*Exercise task 1*: In the discussion thread below, what device does one commenter say is on their wrist while their iPhone was left at home?

Hacker Newsnew | past | comments | ask | show | jobs | submitlogin

from all of my experience

We are talking about the future.



Sure, but we need to base our predictions of the future on our experience of existing similar technologies to have any credbility.

For example, if I predicted that phones the size of a coin are the future, you could meaningfully say "in my experience, bigger phones are actually more sought after, so I don't believe your prediction".


if I predicted that phones the size of a coin are the future

My phone is on my wrist currently (Apple watch), I left my iphone at home. To me your prediction would have been correct (for now).

If you insist on basing your predictions on existing experiences, think of your sunglasses: light, comfortable, stylish. I predict that 10-20 years from now your sunglasses will offer great AR/VR experience, most likely through improvements in retinal projection technology. It will take nothing away from your experience using sunglasses and will add a whole lot more. Similar to traditional wrist watch —> Apple watch transition.

*Records shown*:
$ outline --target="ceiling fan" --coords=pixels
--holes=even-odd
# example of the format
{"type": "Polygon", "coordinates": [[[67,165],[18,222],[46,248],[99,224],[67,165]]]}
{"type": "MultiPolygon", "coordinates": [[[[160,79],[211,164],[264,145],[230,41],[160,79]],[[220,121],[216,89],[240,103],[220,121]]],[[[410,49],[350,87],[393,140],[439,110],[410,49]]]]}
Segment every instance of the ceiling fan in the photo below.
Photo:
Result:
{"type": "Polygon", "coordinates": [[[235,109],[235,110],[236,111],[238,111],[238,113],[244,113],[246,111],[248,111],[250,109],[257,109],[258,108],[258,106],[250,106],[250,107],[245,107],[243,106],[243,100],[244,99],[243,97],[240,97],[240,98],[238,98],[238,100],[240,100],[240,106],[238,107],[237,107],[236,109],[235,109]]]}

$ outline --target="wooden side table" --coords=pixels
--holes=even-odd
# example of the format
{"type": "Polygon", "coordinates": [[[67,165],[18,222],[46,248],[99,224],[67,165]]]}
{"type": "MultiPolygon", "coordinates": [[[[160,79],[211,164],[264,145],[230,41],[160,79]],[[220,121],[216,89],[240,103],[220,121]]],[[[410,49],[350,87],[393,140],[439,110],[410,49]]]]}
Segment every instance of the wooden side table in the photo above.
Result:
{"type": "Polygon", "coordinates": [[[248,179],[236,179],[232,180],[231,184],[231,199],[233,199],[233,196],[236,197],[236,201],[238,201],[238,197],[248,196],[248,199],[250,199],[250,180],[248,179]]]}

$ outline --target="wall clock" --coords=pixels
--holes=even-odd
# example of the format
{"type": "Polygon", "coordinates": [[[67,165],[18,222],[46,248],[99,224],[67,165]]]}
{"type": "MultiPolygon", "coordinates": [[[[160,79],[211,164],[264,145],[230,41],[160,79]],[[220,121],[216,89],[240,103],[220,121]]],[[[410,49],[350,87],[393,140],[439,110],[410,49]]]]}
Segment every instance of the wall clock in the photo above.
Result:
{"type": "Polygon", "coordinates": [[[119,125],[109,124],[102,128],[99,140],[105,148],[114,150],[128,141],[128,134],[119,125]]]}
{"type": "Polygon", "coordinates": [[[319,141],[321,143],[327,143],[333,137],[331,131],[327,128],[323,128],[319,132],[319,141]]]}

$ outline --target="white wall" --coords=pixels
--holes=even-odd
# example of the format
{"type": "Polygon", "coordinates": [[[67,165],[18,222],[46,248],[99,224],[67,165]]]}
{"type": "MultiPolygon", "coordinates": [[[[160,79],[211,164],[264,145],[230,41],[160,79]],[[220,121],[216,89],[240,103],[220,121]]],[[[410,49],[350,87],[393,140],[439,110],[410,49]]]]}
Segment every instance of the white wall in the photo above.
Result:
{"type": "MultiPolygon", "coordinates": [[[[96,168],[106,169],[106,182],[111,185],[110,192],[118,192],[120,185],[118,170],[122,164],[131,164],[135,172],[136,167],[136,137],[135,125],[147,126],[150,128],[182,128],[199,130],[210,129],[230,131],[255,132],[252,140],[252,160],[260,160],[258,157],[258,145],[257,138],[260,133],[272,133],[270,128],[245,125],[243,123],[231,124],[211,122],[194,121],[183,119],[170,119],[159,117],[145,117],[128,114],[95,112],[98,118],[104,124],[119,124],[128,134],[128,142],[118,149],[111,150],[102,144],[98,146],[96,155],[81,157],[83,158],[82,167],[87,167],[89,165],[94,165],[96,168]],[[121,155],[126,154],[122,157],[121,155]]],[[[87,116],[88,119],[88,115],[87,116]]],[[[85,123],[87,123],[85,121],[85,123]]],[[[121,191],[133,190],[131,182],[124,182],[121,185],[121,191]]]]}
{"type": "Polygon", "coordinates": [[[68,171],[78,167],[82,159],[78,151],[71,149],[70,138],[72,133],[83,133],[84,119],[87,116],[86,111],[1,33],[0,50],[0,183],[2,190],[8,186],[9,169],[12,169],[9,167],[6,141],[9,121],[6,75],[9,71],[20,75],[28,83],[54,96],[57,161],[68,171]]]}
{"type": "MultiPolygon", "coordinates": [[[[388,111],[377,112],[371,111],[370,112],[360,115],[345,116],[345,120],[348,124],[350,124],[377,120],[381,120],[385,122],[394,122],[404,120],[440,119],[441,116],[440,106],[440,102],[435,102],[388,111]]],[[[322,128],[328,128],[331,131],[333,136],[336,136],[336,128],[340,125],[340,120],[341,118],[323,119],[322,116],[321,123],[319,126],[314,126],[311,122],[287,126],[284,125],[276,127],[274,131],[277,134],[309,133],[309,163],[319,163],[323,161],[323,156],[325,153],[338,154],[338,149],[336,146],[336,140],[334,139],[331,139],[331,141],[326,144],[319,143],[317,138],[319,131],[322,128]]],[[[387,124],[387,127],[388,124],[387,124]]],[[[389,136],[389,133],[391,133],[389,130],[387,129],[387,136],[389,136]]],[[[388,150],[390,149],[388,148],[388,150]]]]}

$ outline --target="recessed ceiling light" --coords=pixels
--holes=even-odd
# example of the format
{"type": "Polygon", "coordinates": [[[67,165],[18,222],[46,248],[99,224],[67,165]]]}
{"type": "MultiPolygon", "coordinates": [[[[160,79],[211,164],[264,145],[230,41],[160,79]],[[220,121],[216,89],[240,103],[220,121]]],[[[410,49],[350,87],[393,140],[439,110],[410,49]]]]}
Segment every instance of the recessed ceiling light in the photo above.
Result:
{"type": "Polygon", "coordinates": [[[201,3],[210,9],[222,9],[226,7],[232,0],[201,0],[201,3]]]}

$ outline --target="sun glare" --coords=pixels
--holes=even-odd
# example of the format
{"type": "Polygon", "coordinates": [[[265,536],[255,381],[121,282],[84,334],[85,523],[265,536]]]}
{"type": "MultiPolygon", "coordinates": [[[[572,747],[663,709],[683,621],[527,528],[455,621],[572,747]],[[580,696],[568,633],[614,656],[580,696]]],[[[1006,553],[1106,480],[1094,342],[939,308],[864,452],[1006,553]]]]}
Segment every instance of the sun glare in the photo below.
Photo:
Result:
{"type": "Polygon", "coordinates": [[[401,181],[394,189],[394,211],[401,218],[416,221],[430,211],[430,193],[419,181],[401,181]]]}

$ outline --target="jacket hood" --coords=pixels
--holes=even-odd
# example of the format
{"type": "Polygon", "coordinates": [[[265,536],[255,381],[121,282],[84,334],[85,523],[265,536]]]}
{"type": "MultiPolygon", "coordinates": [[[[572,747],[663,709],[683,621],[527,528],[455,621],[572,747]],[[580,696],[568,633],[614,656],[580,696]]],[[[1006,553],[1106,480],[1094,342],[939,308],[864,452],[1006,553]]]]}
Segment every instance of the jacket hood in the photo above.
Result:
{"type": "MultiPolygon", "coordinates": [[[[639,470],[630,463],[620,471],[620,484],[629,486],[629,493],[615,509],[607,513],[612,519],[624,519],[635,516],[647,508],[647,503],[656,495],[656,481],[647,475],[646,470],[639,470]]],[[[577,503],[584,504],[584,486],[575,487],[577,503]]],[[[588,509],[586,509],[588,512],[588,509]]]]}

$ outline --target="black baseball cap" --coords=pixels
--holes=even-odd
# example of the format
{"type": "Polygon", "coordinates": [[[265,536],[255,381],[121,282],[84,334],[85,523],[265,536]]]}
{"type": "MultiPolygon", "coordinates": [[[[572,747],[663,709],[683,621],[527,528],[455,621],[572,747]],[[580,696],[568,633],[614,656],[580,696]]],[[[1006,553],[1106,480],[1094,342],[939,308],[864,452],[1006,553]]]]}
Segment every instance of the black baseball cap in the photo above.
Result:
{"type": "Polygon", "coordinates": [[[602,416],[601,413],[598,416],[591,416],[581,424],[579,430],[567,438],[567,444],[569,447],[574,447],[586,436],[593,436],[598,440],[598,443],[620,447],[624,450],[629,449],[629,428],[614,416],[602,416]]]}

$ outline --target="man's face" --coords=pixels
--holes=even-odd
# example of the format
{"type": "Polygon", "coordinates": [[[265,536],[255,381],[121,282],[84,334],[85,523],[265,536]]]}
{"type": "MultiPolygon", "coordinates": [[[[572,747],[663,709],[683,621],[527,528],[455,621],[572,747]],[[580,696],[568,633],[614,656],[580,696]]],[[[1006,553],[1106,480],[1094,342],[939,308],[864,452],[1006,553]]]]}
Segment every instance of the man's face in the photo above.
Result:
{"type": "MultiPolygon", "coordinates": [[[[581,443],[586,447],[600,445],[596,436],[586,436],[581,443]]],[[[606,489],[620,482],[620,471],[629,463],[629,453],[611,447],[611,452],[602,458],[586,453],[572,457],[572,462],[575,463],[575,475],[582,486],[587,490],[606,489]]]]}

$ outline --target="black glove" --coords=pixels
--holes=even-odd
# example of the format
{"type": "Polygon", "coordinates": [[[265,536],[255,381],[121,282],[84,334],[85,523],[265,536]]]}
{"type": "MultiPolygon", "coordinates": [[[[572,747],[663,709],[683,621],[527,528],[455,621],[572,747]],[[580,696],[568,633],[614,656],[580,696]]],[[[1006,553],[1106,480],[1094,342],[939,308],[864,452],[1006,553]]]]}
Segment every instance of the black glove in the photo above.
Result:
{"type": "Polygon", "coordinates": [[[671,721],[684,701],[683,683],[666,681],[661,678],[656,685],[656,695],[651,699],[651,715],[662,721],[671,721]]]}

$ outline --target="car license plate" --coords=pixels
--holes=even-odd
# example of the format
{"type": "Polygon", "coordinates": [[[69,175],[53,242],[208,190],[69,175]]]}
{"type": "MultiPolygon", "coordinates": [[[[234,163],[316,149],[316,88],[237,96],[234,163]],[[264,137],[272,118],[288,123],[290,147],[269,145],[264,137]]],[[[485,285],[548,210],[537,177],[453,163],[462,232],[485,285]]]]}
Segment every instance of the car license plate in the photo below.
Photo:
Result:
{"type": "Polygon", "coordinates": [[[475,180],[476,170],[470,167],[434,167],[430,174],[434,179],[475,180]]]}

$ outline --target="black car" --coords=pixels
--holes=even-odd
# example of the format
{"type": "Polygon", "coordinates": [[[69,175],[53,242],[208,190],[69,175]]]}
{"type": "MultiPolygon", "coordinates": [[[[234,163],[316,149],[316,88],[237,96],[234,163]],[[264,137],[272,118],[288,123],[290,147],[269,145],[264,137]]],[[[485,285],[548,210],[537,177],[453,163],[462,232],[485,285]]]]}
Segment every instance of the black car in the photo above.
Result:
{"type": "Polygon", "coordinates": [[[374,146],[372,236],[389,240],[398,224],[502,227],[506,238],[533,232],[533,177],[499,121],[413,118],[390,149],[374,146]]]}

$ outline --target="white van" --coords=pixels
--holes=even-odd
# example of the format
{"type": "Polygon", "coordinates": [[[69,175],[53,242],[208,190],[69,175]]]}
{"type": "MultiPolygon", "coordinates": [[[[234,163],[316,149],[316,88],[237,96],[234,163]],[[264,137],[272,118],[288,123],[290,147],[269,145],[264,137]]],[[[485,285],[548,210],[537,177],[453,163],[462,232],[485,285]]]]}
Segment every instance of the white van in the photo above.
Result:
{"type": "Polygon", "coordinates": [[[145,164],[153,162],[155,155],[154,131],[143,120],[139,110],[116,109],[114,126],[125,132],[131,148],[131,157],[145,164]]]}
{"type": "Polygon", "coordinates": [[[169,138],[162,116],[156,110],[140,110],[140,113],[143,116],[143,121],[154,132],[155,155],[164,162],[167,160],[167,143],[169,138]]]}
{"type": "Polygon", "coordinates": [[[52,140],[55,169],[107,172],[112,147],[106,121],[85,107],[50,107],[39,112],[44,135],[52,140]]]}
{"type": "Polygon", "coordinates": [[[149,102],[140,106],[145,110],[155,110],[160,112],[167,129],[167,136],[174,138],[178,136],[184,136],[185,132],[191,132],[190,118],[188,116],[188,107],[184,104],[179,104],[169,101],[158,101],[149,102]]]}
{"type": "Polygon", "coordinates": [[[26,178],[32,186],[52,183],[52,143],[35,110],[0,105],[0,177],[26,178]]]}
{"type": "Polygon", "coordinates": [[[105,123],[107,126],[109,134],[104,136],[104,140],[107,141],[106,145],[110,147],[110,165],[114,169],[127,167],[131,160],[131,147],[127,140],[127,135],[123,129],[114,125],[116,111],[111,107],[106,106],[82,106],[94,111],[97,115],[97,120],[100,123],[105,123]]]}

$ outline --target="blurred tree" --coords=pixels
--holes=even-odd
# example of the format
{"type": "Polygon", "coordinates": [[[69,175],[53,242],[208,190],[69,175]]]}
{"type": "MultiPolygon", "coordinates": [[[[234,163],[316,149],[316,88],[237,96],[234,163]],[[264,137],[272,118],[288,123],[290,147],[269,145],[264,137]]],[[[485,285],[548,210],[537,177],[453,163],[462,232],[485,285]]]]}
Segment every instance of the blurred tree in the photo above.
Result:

*Exercise task 2*: Please locate every line in the records above that contains the word "wall", and copy each of those lines.

*Correct answer 1*: An Apple Watch.

*Correct answer 2*:
$ outline --target="wall clock" --coords=pixels
Segment every instance of the wall clock in the photo above.
$ outline --target="white wall" --coords=pixels
Segment every instance of the white wall in the photo above.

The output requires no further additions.